- _Task_: Below is some data. Retype exactly the lines starting at the one with "Give the mask" and ending at the one with "# holes follow the even-odd rule".

------

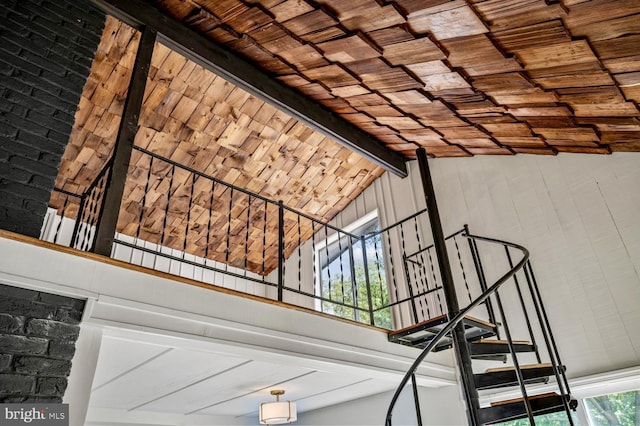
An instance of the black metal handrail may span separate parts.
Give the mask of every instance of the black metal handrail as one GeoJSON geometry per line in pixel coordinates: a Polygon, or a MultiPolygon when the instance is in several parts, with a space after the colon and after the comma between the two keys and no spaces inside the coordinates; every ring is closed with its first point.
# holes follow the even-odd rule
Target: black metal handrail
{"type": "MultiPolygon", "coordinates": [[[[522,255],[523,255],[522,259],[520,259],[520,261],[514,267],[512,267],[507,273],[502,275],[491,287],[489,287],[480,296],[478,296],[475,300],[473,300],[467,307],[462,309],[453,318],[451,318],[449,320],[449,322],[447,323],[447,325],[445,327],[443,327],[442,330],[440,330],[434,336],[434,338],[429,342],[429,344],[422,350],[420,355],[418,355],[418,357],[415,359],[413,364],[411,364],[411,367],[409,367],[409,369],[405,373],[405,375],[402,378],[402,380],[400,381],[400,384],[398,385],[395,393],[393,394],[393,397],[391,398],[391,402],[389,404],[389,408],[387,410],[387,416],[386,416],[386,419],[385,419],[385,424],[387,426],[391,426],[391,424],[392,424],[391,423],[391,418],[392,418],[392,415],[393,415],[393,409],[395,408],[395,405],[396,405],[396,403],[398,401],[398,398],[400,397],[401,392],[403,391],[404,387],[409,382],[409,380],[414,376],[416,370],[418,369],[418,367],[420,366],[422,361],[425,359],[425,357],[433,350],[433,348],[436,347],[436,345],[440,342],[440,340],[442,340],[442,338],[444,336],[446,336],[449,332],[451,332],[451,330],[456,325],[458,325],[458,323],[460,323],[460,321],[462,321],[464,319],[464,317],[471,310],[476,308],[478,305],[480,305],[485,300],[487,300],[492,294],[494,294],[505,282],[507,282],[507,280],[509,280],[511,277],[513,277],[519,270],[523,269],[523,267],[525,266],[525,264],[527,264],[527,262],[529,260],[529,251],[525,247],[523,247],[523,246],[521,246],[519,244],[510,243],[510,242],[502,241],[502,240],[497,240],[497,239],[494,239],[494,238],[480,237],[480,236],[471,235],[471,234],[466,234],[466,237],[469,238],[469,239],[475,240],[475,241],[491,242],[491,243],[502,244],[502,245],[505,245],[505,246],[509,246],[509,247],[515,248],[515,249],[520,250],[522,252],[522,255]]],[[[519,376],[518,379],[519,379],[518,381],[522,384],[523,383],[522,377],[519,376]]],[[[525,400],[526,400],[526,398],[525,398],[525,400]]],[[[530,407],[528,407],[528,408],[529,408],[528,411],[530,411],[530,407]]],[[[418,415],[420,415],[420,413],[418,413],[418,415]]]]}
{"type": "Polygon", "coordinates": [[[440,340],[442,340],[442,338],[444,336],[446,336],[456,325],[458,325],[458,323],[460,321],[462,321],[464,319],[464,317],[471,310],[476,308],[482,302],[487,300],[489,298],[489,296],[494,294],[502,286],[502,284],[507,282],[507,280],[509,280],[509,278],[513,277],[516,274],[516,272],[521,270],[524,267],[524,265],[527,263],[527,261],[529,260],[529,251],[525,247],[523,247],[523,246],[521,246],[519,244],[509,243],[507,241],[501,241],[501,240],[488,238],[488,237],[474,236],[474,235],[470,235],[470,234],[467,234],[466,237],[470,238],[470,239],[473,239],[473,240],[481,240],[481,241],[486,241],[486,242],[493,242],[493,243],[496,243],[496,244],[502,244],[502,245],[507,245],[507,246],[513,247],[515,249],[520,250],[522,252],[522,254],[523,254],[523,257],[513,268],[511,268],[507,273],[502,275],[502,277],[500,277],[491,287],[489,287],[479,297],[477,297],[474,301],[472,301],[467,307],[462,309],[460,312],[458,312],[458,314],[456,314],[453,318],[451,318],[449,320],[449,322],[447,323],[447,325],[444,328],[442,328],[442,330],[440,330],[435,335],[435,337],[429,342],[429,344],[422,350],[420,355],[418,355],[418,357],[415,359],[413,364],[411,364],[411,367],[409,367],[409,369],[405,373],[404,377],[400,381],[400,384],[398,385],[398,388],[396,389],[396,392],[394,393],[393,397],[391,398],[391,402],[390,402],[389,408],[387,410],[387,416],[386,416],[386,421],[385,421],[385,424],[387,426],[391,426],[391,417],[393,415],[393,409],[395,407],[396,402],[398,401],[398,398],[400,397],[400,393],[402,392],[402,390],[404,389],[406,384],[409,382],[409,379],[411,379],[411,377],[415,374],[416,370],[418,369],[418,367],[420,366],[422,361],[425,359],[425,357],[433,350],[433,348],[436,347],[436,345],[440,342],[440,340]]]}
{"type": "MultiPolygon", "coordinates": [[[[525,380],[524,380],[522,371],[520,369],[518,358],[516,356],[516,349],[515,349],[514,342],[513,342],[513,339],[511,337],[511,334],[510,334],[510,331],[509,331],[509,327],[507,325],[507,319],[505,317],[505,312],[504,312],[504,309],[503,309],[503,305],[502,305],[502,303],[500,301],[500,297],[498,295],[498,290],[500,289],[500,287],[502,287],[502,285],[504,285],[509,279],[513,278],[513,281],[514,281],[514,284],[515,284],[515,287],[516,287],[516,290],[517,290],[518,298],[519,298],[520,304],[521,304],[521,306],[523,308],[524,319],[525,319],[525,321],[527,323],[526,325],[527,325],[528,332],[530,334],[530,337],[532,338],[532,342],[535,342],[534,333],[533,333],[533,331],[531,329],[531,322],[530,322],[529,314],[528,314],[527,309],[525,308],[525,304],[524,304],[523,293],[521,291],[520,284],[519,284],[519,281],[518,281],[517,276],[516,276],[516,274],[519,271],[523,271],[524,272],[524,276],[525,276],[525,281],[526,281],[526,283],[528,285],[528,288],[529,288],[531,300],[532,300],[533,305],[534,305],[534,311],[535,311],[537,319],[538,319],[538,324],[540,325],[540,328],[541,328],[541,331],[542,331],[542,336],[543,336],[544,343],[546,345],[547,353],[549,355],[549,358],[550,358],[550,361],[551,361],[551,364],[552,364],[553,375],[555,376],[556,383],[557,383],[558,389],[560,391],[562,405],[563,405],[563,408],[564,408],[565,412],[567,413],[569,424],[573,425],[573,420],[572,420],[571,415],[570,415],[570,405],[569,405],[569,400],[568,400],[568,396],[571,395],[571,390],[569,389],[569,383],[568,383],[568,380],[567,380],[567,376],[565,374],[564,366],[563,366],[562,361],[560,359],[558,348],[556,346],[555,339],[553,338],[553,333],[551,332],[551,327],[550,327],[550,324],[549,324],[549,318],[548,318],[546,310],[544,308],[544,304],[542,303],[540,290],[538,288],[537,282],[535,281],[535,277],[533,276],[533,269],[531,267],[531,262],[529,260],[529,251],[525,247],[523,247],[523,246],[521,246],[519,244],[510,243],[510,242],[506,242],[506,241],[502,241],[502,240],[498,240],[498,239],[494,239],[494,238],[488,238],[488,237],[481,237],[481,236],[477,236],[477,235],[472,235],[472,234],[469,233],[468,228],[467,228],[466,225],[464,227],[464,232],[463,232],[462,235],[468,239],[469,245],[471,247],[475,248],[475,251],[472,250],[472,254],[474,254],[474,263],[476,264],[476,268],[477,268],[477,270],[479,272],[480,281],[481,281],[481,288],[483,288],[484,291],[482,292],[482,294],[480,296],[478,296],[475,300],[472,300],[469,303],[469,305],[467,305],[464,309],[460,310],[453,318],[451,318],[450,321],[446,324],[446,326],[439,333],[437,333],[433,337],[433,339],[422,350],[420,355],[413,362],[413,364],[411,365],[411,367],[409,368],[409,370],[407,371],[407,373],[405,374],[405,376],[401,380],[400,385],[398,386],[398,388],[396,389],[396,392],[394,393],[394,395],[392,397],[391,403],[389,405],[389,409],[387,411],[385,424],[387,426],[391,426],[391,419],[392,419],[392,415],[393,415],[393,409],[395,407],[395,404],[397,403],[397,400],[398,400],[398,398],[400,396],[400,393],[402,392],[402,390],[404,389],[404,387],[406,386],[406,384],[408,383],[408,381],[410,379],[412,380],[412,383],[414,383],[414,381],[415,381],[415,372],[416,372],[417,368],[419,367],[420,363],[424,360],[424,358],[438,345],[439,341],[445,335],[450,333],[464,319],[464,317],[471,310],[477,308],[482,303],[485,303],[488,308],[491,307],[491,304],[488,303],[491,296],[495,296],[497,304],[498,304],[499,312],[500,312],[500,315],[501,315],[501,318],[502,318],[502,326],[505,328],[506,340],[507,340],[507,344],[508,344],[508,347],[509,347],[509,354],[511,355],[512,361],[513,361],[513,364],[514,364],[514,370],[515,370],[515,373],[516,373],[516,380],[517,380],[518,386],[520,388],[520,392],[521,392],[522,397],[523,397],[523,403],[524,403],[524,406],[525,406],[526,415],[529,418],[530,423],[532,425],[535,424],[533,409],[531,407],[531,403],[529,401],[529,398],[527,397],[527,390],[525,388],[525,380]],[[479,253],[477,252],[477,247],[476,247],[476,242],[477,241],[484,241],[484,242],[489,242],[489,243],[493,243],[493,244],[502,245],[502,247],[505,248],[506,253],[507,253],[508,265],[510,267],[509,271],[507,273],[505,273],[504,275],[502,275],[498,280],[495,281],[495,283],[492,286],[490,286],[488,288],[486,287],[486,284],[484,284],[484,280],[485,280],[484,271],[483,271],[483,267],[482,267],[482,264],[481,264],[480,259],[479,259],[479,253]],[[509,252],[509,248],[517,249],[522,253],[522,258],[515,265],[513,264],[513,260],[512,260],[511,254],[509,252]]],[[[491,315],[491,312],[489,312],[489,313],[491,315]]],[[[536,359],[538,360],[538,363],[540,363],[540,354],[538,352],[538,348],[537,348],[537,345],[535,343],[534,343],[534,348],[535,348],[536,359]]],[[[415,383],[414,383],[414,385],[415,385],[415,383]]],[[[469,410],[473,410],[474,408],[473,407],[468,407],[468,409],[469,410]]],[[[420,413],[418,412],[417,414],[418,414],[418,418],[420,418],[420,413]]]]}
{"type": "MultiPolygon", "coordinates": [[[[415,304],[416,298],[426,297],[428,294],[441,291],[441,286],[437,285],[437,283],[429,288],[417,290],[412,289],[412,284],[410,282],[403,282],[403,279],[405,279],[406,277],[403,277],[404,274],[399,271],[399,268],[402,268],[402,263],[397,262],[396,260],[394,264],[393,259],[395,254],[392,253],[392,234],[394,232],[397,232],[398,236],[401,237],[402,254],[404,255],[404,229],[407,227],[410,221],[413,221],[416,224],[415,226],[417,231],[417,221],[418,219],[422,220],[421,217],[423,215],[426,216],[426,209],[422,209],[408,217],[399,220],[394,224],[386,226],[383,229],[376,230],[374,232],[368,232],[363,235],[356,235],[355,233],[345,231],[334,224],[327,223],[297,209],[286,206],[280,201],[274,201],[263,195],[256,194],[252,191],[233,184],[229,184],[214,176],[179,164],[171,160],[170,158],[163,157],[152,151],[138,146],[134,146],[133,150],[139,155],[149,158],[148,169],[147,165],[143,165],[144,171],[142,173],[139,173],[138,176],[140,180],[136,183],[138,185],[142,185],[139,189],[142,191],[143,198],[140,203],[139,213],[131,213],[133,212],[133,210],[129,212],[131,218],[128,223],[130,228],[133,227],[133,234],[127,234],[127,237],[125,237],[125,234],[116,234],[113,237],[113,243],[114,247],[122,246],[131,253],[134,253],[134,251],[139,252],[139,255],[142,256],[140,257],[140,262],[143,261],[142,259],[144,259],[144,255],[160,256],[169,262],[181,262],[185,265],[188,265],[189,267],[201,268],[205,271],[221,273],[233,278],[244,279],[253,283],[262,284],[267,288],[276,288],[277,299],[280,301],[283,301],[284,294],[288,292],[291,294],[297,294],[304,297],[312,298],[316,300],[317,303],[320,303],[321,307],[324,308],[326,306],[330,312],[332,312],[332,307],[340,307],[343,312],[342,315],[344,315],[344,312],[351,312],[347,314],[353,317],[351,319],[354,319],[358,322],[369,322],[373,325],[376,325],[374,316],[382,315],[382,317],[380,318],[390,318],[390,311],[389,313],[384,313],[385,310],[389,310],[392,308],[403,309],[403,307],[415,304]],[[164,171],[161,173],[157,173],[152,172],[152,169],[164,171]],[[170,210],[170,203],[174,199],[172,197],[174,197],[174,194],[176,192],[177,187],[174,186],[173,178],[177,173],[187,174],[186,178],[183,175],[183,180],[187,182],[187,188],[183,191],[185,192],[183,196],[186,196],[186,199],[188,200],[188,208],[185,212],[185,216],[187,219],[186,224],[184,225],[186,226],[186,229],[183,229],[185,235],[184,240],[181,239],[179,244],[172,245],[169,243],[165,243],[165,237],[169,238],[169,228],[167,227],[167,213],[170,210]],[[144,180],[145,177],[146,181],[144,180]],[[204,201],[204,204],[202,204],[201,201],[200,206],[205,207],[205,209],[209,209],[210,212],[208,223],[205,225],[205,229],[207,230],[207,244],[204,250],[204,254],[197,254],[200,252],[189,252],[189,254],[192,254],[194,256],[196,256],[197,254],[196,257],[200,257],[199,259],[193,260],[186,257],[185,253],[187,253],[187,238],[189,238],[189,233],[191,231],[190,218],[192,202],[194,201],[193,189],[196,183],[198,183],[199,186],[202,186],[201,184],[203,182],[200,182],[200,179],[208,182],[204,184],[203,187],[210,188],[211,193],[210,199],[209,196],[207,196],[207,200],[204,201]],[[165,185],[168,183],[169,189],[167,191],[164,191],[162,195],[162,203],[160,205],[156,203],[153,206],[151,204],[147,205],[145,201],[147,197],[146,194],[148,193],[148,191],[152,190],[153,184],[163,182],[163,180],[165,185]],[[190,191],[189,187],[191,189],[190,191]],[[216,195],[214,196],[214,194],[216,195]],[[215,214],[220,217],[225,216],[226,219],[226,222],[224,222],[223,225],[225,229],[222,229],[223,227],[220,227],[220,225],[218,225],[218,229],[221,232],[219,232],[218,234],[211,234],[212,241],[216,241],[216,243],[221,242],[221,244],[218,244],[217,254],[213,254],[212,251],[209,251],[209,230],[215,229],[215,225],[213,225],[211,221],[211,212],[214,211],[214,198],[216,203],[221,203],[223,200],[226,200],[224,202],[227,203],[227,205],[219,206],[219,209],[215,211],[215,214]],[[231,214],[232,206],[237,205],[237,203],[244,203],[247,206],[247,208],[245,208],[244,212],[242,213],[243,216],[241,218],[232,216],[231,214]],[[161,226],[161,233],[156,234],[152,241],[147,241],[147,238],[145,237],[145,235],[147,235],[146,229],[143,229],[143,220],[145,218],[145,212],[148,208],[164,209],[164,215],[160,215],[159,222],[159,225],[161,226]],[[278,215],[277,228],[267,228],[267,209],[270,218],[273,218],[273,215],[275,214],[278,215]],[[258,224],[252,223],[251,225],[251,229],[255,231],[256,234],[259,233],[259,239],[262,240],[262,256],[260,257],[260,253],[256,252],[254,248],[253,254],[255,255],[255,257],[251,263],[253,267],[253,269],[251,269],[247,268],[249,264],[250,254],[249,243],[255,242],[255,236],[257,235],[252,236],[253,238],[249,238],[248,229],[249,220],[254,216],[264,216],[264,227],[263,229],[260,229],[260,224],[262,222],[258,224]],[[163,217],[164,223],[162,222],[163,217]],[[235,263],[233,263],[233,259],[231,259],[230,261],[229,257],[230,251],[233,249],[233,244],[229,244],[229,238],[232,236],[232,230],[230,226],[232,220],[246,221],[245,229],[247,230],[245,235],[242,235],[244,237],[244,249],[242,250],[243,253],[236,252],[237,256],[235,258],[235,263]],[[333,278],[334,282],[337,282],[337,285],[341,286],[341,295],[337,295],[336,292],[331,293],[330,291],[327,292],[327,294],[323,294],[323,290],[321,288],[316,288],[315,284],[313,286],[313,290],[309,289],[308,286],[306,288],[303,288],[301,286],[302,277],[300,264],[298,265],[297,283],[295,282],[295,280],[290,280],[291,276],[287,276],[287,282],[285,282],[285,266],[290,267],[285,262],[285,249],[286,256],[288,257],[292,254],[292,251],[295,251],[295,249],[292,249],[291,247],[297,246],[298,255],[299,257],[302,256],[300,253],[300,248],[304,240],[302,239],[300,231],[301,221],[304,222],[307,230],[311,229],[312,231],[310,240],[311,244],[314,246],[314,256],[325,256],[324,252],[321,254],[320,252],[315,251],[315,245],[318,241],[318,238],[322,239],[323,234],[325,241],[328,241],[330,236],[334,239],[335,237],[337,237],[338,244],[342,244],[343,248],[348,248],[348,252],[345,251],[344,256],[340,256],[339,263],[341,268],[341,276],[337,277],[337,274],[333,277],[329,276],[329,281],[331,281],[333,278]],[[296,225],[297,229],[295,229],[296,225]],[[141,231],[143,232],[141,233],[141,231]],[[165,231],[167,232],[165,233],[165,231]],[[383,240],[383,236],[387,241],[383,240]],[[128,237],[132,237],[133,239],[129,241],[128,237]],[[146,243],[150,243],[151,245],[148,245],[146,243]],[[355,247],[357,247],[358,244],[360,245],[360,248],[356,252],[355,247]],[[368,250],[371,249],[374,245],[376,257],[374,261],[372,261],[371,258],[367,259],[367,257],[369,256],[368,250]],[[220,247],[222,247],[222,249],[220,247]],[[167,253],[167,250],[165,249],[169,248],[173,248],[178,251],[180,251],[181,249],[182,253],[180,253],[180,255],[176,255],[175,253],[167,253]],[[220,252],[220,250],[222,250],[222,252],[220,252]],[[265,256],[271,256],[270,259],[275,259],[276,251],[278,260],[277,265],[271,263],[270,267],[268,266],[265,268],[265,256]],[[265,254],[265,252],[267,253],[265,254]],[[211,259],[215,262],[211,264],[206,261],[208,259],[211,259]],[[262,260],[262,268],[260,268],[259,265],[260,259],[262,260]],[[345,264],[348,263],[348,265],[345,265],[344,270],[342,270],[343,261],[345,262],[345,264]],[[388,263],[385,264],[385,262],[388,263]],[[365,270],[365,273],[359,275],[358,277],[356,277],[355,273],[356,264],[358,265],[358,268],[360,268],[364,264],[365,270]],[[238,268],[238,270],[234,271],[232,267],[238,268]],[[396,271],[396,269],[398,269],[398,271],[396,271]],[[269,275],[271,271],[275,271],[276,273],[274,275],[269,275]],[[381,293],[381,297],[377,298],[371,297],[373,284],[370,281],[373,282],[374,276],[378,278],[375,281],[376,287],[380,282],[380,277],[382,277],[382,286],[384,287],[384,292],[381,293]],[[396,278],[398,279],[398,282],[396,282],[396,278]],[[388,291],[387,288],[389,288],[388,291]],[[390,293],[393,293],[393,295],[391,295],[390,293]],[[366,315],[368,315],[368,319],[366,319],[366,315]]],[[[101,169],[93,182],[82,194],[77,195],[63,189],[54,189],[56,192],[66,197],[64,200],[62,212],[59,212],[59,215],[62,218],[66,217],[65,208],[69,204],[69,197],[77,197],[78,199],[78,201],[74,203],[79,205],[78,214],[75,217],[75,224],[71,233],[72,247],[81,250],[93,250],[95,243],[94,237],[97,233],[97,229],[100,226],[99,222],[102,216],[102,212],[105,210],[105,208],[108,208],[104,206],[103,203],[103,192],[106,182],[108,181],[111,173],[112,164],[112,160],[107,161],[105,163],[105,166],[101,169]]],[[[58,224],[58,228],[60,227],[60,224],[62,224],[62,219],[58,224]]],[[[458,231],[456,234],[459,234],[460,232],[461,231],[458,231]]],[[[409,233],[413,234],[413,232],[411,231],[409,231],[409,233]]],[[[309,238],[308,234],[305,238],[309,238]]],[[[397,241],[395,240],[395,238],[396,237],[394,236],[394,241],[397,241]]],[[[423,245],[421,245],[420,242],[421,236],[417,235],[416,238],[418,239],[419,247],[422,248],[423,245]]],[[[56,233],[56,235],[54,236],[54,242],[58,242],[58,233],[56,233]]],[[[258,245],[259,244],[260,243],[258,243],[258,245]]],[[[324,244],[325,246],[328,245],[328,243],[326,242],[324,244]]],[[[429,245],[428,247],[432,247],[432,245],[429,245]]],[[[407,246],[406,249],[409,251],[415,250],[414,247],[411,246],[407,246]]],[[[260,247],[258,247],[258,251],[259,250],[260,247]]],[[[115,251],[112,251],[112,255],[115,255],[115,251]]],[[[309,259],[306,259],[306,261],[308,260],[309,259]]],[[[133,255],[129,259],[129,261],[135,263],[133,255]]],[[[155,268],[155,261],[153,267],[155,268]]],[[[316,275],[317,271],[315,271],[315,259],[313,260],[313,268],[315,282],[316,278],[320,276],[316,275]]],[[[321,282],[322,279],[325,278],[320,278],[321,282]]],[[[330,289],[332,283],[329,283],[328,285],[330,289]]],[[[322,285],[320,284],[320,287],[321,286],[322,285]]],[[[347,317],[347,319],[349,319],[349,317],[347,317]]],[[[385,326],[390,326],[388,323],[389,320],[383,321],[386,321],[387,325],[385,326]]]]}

------

- _Task result_:
Give the mask of every instance of the black metal handrail as one GeoJSON geometry per line in pixel coordinates: a Polygon, or a MultiPolygon when the instance is in several parts, with a space after the colon and after the comma between the two keys and no spaces inside the coordinates; every ring is closed with its first point.
# holes follow the even-odd rule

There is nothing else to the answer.